**Set exercise A**
Do the following statements agree with the fishing thread? For each, say yes or no and quote the words from the thread that decide it.
(i) fishman210 says you may have no more than two days' limit in your possession at any time.
(ii) Magnet says he needs a fishing license to fish the stream on his own property.
(iii) wartfroggy says the fish in the stream are private.

**Excerpt to read**
────────────────────────────────────────

# Question: Transporting private lake catch (overlimit) to house



## JOhnnyS (Feb 12, 2010)

If you own your own lake/pond, then you can make your own rules...i.e. you can keep as many or few fish out of it that you want. So, with that info what is the law if you went to your own private lake/pond, caught what is considered an overlimit according to state law and then transported them on public roads back to your house? Technically you're legal with having 35 bluegills in your possession if you're on your own property next to a private lake or pond but as soon as you transport them over roads are you subject to state laws about only having 25 in possession at one time? I just wondered.


----------



## west200 (Feb 16, 2009)

Are you sure that's true? none the less I don't think it would be a big deal because I have driven with more than my limit coming home from Erie because my buddies let me keep their fish.


----------



## fishman210 (Jan 10, 2008)

That's illegal there west200!! Your only allowed to have 2 days limit in your possesion at any given time. If your buddies aren't keeping their fish, they should be returned to the water. As far as transporting private property.....in my opinion they are YOUR property...but I'm nobody.
_Posted via Mobile Device_


----------



## Magnet (Mar 2, 2001)

I'm not sure about that situation. But I own property that is split by a non navigatable trout stream. As long as I don't leave my property, I am not required to have a fishing license to fish the stream. I have always assumed that the dnr mandated limits and seasons still apply (not sure). But I believe that it is better to error on the side of caution as far as the dnr mandated limits and size regulations though. Not 100% sure about the season/limit regulations in this situation. Any insight?


----------



## wartfroggy (Jan 25, 2007)

Magnet said:


> I'm not sure about that situation. But I own property that is split by a non navigatable trout stream. As long as I don't leave my property, I am not required to have a fishing license to fish the stream. I have always assumed that the dnr mandated limits and seasons still apply (not sure). But I believe that it is better to error on the side of caution as far as the dnr mandated limits and size regulations though. Not 100% sure about the season/limit regulations in this situation. Any insight?


First, I believe that you do need a license to fish that stream, because it is not private. Your property is private, but those fish are not. You might want to look into it some more.

────────────────────────────────────────

**Information shown**
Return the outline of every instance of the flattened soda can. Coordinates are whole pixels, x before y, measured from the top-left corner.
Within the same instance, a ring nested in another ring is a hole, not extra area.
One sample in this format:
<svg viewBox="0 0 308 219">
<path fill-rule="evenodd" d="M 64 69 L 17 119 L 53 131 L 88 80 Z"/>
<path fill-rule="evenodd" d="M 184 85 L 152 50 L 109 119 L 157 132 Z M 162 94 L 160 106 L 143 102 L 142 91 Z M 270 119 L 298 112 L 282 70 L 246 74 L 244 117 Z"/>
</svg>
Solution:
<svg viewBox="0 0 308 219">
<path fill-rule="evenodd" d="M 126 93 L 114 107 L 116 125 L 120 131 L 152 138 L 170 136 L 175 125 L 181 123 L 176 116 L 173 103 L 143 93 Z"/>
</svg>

────────────────────────────────────────

**Set exercise B**
Rewrite all the lines in the records, replacing "instance" with "object" everywhere it appears. Leave everything else unchanged.

**Correct output A**
(i) Yes: "Your only allowed to have 2 days limit in your possesion at any given time."
(ii) No: "As long as I don't leave my property, I am not required to have a fishing license to fish the stream."
(iii) No: "Your property is private, but those fish are not."

**Correct output B**
Return the outline of every object of the flattened soda can. Coordinates are whole pixels, x before y, measured from the top-left corner.
Within the same object, a ring nested in another ring is a hole, not extra area.
One sample in this format:
<svg viewBox="0 0 308 219">
<path fill-rule="evenodd" d="M 64 69 L 17 119 L 53 131 L 88 80 Z"/>
<path fill-rule="evenodd" d="M 184 85 L 152 50 L 109 119 L 157 132 Z M 162 94 L 160 106 L 143 102 L 142 91 Z M 270 119 L 298 112 L 282 70 L 246 74 L 244 117 Z"/>
</svg>
Solution:
<svg viewBox="0 0 308 219">
<path fill-rule="evenodd" d="M 126 93 L 114 107 L 116 125 L 120 131 L 152 138 L 170 136 L 175 125 L 181 123 L 176 116 L 173 103 L 143 93 Z"/>
</svg>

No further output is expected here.